DIRECTION
Report each line of the data below that contains the string "path", treating uppercase and lowercase as different.

RECORDS SUPPLIED
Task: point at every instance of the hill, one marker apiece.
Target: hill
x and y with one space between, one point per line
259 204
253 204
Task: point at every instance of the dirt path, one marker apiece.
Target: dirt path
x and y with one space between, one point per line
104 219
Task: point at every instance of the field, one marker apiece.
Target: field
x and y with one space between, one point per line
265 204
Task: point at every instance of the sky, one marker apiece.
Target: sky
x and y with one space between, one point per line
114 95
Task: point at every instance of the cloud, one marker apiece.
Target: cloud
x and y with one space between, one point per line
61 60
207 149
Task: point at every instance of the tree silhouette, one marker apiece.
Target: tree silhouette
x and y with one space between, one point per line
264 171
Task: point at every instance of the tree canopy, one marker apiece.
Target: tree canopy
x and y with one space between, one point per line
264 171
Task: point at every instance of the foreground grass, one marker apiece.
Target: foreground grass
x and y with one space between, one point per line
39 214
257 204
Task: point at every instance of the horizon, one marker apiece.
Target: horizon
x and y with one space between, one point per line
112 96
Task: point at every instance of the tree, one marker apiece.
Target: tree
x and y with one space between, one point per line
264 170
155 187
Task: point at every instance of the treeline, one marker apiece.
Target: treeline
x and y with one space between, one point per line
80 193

--

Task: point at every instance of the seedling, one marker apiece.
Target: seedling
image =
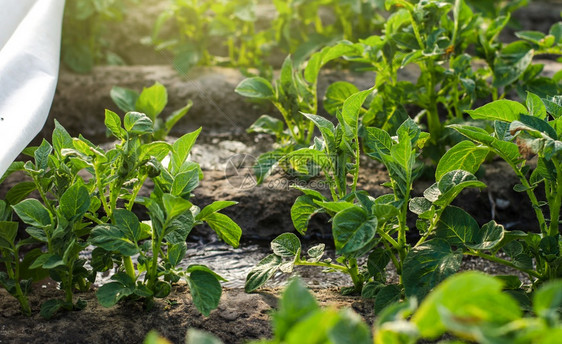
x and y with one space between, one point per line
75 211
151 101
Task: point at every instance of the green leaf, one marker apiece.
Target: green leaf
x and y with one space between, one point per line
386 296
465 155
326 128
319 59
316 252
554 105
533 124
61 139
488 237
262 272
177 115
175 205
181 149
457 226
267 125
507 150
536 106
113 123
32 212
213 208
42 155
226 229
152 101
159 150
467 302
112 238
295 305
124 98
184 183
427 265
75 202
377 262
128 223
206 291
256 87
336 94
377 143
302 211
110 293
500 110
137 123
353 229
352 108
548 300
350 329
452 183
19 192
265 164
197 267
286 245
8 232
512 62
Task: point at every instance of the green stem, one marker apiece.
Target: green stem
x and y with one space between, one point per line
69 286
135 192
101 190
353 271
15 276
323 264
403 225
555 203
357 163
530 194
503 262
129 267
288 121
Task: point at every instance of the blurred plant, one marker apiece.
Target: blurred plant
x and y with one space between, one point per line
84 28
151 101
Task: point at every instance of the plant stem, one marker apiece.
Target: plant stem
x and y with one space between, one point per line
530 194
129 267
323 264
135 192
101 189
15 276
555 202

ANSWER FOR THIS EXERCISE
Task: point at every instance of the dirt path, one marker apiece.
Target: dirt path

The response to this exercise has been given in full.